━━━ Given records

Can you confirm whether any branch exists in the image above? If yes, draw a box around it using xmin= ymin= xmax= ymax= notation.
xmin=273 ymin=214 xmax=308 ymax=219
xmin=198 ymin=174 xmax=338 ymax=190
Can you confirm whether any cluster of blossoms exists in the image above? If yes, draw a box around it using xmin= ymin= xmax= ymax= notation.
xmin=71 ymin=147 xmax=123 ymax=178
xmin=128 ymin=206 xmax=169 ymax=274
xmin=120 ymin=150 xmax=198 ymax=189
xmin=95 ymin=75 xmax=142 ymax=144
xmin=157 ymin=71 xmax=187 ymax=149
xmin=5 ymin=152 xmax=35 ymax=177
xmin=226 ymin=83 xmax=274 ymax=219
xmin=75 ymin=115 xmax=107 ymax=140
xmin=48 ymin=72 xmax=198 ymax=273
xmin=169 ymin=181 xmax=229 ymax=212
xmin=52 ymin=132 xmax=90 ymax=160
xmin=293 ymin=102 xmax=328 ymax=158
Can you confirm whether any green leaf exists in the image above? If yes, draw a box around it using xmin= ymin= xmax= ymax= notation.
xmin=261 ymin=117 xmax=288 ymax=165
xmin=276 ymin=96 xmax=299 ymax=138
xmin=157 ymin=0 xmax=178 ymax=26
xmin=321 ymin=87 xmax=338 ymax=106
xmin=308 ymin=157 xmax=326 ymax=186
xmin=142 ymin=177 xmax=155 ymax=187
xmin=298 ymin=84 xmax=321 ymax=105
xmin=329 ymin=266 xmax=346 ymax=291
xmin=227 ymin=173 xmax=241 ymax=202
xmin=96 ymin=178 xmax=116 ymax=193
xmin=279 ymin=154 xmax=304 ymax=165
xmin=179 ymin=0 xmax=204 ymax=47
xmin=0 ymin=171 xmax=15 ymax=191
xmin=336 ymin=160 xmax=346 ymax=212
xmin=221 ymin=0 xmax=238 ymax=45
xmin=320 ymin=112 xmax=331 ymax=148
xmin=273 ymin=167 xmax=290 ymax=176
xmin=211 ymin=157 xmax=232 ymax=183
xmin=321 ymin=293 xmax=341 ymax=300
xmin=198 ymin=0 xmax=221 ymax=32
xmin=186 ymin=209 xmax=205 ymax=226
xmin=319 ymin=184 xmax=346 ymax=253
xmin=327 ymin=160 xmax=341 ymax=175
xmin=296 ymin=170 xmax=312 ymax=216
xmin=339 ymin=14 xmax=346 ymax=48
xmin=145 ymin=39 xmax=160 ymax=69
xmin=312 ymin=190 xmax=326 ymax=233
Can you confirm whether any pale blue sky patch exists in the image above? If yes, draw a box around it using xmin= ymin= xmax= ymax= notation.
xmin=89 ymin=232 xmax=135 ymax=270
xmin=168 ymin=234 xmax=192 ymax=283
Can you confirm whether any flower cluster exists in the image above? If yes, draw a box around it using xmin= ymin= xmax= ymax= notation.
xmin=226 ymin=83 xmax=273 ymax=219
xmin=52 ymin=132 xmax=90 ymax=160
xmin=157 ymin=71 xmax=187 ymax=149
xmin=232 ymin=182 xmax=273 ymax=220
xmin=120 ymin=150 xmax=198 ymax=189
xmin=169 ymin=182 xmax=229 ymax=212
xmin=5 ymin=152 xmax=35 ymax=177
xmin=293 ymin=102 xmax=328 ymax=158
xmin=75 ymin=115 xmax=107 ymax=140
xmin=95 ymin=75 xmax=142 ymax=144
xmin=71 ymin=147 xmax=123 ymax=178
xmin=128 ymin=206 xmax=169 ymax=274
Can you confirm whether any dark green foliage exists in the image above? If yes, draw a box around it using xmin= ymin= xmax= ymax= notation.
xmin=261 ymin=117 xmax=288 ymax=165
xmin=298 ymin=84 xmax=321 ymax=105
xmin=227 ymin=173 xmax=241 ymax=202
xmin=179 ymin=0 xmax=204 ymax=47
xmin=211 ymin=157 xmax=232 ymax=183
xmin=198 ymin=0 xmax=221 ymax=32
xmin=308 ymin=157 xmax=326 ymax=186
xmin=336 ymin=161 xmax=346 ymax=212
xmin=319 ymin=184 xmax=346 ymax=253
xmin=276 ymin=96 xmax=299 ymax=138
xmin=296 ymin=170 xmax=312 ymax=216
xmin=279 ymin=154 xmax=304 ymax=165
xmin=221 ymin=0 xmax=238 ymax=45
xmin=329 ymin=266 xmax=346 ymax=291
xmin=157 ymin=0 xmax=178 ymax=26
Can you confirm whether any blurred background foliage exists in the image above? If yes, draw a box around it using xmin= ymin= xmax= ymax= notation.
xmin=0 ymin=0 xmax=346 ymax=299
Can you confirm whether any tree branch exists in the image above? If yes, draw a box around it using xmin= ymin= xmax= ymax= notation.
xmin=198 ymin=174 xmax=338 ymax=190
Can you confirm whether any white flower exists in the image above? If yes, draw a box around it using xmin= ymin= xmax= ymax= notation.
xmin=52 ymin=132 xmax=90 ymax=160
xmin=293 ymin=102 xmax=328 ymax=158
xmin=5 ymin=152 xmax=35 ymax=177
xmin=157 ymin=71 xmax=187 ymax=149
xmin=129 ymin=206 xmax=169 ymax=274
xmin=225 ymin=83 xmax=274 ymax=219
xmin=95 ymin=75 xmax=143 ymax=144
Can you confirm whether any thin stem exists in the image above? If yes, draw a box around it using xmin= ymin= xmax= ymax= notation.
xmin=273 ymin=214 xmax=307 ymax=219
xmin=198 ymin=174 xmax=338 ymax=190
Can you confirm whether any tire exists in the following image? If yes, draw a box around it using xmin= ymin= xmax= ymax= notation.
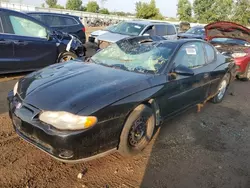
xmin=57 ymin=52 xmax=77 ymax=63
xmin=118 ymin=104 xmax=155 ymax=156
xmin=241 ymin=63 xmax=250 ymax=81
xmin=211 ymin=74 xmax=230 ymax=104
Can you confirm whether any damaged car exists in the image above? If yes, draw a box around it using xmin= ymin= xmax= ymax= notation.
xmin=8 ymin=36 xmax=236 ymax=162
xmin=0 ymin=8 xmax=85 ymax=74
xmin=205 ymin=21 xmax=250 ymax=81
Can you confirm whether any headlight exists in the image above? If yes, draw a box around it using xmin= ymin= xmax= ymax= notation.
xmin=39 ymin=111 xmax=97 ymax=130
xmin=13 ymin=82 xmax=18 ymax=96
xmin=232 ymin=52 xmax=247 ymax=58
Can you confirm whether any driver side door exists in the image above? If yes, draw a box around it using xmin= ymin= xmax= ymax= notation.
xmin=161 ymin=42 xmax=210 ymax=117
xmin=1 ymin=12 xmax=58 ymax=72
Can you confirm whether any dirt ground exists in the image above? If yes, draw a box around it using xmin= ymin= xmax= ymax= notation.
xmin=0 ymin=75 xmax=250 ymax=188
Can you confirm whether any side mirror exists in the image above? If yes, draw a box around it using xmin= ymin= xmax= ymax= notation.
xmin=173 ymin=65 xmax=194 ymax=76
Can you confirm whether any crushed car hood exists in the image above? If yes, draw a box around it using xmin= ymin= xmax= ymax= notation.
xmin=18 ymin=61 xmax=152 ymax=113
xmin=97 ymin=32 xmax=130 ymax=43
xmin=205 ymin=22 xmax=250 ymax=42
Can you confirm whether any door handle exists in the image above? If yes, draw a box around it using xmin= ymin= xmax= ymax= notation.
xmin=204 ymin=73 xmax=209 ymax=78
xmin=0 ymin=40 xmax=12 ymax=45
xmin=13 ymin=40 xmax=28 ymax=46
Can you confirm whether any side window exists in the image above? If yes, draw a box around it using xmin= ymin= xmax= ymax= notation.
xmin=205 ymin=44 xmax=215 ymax=63
xmin=155 ymin=25 xmax=167 ymax=36
xmin=9 ymin=16 xmax=47 ymax=38
xmin=63 ymin=17 xmax=77 ymax=25
xmin=30 ymin=14 xmax=43 ymax=21
xmin=175 ymin=42 xmax=206 ymax=69
xmin=167 ymin=25 xmax=176 ymax=35
xmin=43 ymin=15 xmax=65 ymax=27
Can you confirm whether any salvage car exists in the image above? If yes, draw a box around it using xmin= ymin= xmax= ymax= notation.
xmin=8 ymin=36 xmax=236 ymax=162
xmin=26 ymin=12 xmax=86 ymax=44
xmin=205 ymin=21 xmax=250 ymax=81
xmin=0 ymin=8 xmax=84 ymax=74
xmin=178 ymin=26 xmax=206 ymax=40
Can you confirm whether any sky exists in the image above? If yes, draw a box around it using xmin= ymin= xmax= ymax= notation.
xmin=12 ymin=0 xmax=193 ymax=17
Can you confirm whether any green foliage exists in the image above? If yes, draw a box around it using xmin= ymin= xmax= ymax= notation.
xmin=46 ymin=0 xmax=57 ymax=8
xmin=177 ymin=0 xmax=192 ymax=21
xmin=136 ymin=0 xmax=164 ymax=20
xmin=87 ymin=1 xmax=100 ymax=12
xmin=232 ymin=0 xmax=250 ymax=25
xmin=99 ymin=8 xmax=109 ymax=14
xmin=66 ymin=0 xmax=82 ymax=10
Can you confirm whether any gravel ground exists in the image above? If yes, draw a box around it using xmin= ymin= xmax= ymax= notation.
xmin=0 ymin=75 xmax=250 ymax=188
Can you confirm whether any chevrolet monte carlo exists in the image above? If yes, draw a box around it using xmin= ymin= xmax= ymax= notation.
xmin=8 ymin=36 xmax=236 ymax=162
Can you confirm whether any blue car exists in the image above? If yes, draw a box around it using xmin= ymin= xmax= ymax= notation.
xmin=0 ymin=8 xmax=84 ymax=74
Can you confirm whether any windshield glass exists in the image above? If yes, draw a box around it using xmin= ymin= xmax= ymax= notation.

━━━━━━

Write everything from the line containing "Can you confirm whether any side window" down to the last of the rows above as a JSON list of strings, one string for each line, with blank lines left out.

[
  "Can you confirm whether any side window exists in the image above? If yes, draw a box around it using xmin= ymin= xmax= ymax= notation.",
  "xmin=205 ymin=44 xmax=215 ymax=63",
  "xmin=155 ymin=25 xmax=167 ymax=36",
  "xmin=9 ymin=16 xmax=47 ymax=38",
  "xmin=63 ymin=17 xmax=77 ymax=25",
  "xmin=30 ymin=14 xmax=43 ymax=21",
  "xmin=175 ymin=42 xmax=206 ymax=69",
  "xmin=167 ymin=25 xmax=176 ymax=35",
  "xmin=43 ymin=15 xmax=65 ymax=27",
  "Can you confirm whether any salvage car exists in the image above? If yes, draw a box around it using xmin= ymin= xmax= ymax= notation.",
  "xmin=8 ymin=36 xmax=236 ymax=162",
  "xmin=26 ymin=12 xmax=86 ymax=44",
  "xmin=205 ymin=21 xmax=250 ymax=81",
  "xmin=0 ymin=8 xmax=84 ymax=74",
  "xmin=178 ymin=26 xmax=206 ymax=40",
  "Can you confirm whether any sky exists in the image above? If yes, draw a box around it using xmin= ymin= xmax= ymax= notation.",
  "xmin=12 ymin=0 xmax=193 ymax=17",
  "Can you confirm whether any green foliage exists in the image above? If yes, draw a box around it using xmin= ymin= xmax= ymax= notation.",
  "xmin=46 ymin=0 xmax=57 ymax=8",
  "xmin=177 ymin=0 xmax=192 ymax=21",
  "xmin=136 ymin=0 xmax=164 ymax=20",
  "xmin=87 ymin=1 xmax=100 ymax=12",
  "xmin=232 ymin=0 xmax=250 ymax=25",
  "xmin=99 ymin=8 xmax=109 ymax=14",
  "xmin=66 ymin=0 xmax=82 ymax=10",
  "Can you confirm whether any gravel ground exists in the image above? If yes, draw a box around it using xmin= ymin= xmax= ymax= notation.",
  "xmin=0 ymin=75 xmax=250 ymax=188",
  "Can you confirm whether any chevrolet monte carlo exists in the image above? If yes, draw a box around it using xmin= ymin= xmax= ymax= notation.",
  "xmin=8 ymin=36 xmax=236 ymax=162",
  "Can you confirm whether any blue car exists in the image above? If yes, draw a box around it using xmin= ymin= xmax= ymax= notation.",
  "xmin=0 ymin=8 xmax=84 ymax=74",
  "Can you confirm whether any windshield glass exists in the image above? If yes, draw a box around it using xmin= ymin= xmax= ymax= notation."
]